(Some data)
———

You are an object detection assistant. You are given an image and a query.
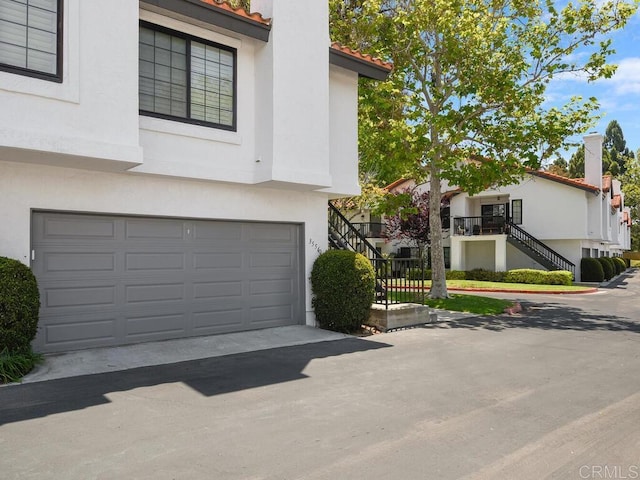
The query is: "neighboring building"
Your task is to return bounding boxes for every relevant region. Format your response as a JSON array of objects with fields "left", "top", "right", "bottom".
[
  {"left": 0, "top": 0, "right": 390, "bottom": 352},
  {"left": 380, "top": 135, "right": 631, "bottom": 281}
]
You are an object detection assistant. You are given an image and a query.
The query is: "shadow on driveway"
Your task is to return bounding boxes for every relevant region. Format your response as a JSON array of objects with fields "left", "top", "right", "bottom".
[
  {"left": 424, "top": 303, "right": 640, "bottom": 333},
  {"left": 0, "top": 338, "right": 390, "bottom": 425}
]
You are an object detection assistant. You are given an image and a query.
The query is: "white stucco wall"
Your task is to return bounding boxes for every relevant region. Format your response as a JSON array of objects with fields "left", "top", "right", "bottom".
[
  {"left": 0, "top": 162, "right": 327, "bottom": 325},
  {"left": 0, "top": 0, "right": 142, "bottom": 169}
]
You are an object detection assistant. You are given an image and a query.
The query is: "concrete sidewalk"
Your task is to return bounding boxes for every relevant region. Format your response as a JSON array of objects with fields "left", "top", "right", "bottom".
[
  {"left": 22, "top": 309, "right": 475, "bottom": 383},
  {"left": 22, "top": 325, "right": 349, "bottom": 383}
]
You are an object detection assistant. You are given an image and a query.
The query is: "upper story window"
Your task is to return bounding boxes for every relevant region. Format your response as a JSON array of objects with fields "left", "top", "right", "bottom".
[
  {"left": 138, "top": 22, "right": 236, "bottom": 130},
  {"left": 0, "top": 0, "right": 62, "bottom": 82}
]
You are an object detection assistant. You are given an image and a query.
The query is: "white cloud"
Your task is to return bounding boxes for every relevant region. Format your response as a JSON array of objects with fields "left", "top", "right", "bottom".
[{"left": 609, "top": 57, "right": 640, "bottom": 95}]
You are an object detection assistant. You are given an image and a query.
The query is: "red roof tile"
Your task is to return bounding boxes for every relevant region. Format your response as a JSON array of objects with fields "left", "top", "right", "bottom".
[
  {"left": 331, "top": 42, "right": 393, "bottom": 72},
  {"left": 200, "top": 0, "right": 271, "bottom": 25},
  {"left": 529, "top": 170, "right": 600, "bottom": 192},
  {"left": 611, "top": 194, "right": 622, "bottom": 208}
]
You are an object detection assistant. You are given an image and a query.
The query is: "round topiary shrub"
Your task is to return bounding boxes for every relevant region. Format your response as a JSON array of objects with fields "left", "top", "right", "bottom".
[
  {"left": 596, "top": 257, "right": 613, "bottom": 280},
  {"left": 0, "top": 257, "right": 40, "bottom": 353},
  {"left": 613, "top": 257, "right": 627, "bottom": 275},
  {"left": 580, "top": 257, "right": 604, "bottom": 282},
  {"left": 311, "top": 250, "right": 376, "bottom": 333}
]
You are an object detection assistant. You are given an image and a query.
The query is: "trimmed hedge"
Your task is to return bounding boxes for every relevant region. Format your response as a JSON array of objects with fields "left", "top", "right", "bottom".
[
  {"left": 504, "top": 268, "right": 573, "bottom": 285},
  {"left": 613, "top": 257, "right": 627, "bottom": 275},
  {"left": 0, "top": 257, "right": 40, "bottom": 354},
  {"left": 597, "top": 257, "right": 615, "bottom": 280},
  {"left": 580, "top": 257, "right": 604, "bottom": 282},
  {"left": 311, "top": 250, "right": 376, "bottom": 333}
]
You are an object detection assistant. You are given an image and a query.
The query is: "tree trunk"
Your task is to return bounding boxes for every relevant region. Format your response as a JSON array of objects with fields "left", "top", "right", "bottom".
[{"left": 429, "top": 162, "right": 449, "bottom": 298}]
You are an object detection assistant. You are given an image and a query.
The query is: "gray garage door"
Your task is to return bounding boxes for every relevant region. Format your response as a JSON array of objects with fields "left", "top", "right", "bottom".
[{"left": 32, "top": 212, "right": 304, "bottom": 352}]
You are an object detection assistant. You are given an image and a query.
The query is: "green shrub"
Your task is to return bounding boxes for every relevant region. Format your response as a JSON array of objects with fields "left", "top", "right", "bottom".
[
  {"left": 0, "top": 348, "right": 42, "bottom": 383},
  {"left": 613, "top": 257, "right": 627, "bottom": 275},
  {"left": 580, "top": 257, "right": 604, "bottom": 282},
  {"left": 311, "top": 250, "right": 376, "bottom": 333},
  {"left": 598, "top": 257, "right": 615, "bottom": 280},
  {"left": 0, "top": 257, "right": 40, "bottom": 354},
  {"left": 504, "top": 268, "right": 547, "bottom": 285},
  {"left": 467, "top": 268, "right": 505, "bottom": 282},
  {"left": 546, "top": 270, "right": 573, "bottom": 285},
  {"left": 445, "top": 270, "right": 467, "bottom": 280},
  {"left": 405, "top": 268, "right": 431, "bottom": 280}
]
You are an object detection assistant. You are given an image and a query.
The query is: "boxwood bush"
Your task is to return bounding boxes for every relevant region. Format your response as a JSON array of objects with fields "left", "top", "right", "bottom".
[
  {"left": 597, "top": 257, "right": 615, "bottom": 280},
  {"left": 613, "top": 257, "right": 627, "bottom": 275},
  {"left": 0, "top": 257, "right": 42, "bottom": 383},
  {"left": 0, "top": 257, "right": 40, "bottom": 353},
  {"left": 311, "top": 250, "right": 376, "bottom": 333},
  {"left": 504, "top": 268, "right": 573, "bottom": 285},
  {"left": 580, "top": 257, "right": 604, "bottom": 282}
]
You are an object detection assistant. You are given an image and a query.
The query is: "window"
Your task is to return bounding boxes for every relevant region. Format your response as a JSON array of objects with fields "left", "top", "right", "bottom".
[
  {"left": 138, "top": 23, "right": 236, "bottom": 130},
  {"left": 511, "top": 200, "right": 522, "bottom": 225},
  {"left": 0, "top": 0, "right": 62, "bottom": 82}
]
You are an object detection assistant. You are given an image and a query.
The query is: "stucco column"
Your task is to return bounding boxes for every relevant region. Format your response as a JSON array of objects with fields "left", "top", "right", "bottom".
[
  {"left": 451, "top": 235, "right": 464, "bottom": 270},
  {"left": 495, "top": 235, "right": 507, "bottom": 272}
]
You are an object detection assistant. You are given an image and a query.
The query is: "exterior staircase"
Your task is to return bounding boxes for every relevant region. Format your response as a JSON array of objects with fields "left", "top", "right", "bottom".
[{"left": 507, "top": 222, "right": 576, "bottom": 278}]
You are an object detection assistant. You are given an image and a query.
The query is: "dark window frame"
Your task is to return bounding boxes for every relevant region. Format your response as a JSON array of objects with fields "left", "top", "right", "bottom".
[
  {"left": 511, "top": 198, "right": 522, "bottom": 225},
  {"left": 138, "top": 20, "right": 238, "bottom": 132},
  {"left": 0, "top": 0, "right": 64, "bottom": 83}
]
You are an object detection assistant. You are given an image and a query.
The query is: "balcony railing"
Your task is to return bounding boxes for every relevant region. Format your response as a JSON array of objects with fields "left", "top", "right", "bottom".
[
  {"left": 351, "top": 222, "right": 384, "bottom": 238},
  {"left": 452, "top": 216, "right": 507, "bottom": 235}
]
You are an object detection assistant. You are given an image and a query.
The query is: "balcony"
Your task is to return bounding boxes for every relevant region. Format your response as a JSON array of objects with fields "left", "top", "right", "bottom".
[
  {"left": 451, "top": 215, "right": 507, "bottom": 236},
  {"left": 352, "top": 222, "right": 384, "bottom": 238}
]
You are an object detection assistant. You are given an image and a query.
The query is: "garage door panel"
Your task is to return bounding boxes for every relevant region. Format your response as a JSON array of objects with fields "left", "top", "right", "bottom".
[
  {"left": 35, "top": 215, "right": 116, "bottom": 243},
  {"left": 125, "top": 313, "right": 187, "bottom": 341},
  {"left": 124, "top": 283, "right": 186, "bottom": 304},
  {"left": 125, "top": 252, "right": 186, "bottom": 273},
  {"left": 38, "top": 313, "right": 118, "bottom": 349},
  {"left": 40, "top": 284, "right": 116, "bottom": 313},
  {"left": 124, "top": 218, "right": 186, "bottom": 240},
  {"left": 193, "top": 250, "right": 242, "bottom": 270},
  {"left": 193, "top": 280, "right": 242, "bottom": 300},
  {"left": 193, "top": 306, "right": 246, "bottom": 335},
  {"left": 193, "top": 222, "right": 242, "bottom": 245},
  {"left": 32, "top": 212, "right": 304, "bottom": 352}
]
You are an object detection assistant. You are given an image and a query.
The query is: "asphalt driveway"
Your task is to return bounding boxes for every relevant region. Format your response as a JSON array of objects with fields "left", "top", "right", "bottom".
[{"left": 0, "top": 268, "right": 640, "bottom": 480}]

———

*YOUR INSTRUCTIONS*.
Identify each line of the data above that contains the string "window" and reproduce every such line in full. The match is case-sensitive.

*WRITTEN SOLUTION*.
The query is: "upper story window"
The query is: "window"
The query is: "dark window frame"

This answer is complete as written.